**WHAT YOU ARE ASKED TO DO:**
Please reproduce word for word the lines of the entries running from the line that contains "like [230, 173]." through the end of the entries, both ends included.

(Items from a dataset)
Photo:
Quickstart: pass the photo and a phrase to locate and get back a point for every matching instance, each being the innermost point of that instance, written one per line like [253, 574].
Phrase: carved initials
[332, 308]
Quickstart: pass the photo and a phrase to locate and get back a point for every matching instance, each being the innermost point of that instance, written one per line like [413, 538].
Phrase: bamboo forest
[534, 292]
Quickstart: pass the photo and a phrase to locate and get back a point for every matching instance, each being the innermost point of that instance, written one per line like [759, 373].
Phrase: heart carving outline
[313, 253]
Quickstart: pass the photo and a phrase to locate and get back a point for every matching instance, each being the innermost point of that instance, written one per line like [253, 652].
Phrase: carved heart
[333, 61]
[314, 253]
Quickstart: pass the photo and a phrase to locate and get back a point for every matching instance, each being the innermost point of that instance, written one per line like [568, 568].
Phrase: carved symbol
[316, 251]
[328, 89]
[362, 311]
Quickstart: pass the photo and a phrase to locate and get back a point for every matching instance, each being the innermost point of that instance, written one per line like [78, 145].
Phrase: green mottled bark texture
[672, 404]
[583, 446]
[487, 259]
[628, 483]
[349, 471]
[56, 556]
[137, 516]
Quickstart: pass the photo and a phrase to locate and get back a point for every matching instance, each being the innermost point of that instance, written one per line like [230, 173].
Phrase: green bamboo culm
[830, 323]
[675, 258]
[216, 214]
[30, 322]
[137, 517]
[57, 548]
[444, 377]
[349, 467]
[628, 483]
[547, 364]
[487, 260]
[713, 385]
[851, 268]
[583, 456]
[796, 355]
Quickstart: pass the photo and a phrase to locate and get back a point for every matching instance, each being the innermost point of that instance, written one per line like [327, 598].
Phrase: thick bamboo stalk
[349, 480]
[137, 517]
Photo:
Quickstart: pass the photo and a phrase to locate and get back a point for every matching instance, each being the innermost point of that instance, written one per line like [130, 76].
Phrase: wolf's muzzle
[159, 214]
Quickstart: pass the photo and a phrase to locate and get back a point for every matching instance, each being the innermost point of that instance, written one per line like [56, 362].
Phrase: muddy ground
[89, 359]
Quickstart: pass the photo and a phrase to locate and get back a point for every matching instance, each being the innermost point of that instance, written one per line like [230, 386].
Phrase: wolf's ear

**RESPONSE TO THE TASK:**
Quickstart: pass the photo and a phrase to locate and get back a point for every matching instance, each being the innermost point of that instance, written one per line like [230, 173].
Phrase: green bamboo culm
[830, 323]
[675, 258]
[216, 214]
[30, 322]
[137, 517]
[57, 548]
[444, 377]
[349, 467]
[628, 483]
[547, 364]
[487, 260]
[713, 385]
[851, 268]
[583, 456]
[796, 355]
Quickstart: pass the photo and a phrase to locate and get back a point for every matching instance, each being the innermost point of that instance, written one per line like [327, 598].
Phrase: thick bamboo stalk
[349, 480]
[137, 517]
Photo:
Quickstart: pass the photo and a phrase to locate and get back a point for every matching instance, each being the innermost point of that instance, written one per line like [130, 76].
Phrase: wolf's muzzle
[159, 214]
Quickstart: pass the photo and a phrase to locate and get back a point for every matching instance, each being the innermost point of that instance, written one per line like [56, 362].
Phrase: muddy ground
[89, 359]
Quickstart: pass the photo and a phrase to locate and get back a point for every matching instance, each being the innermost point of that instance, written one per line like [230, 386].
Phrase: wolf's ear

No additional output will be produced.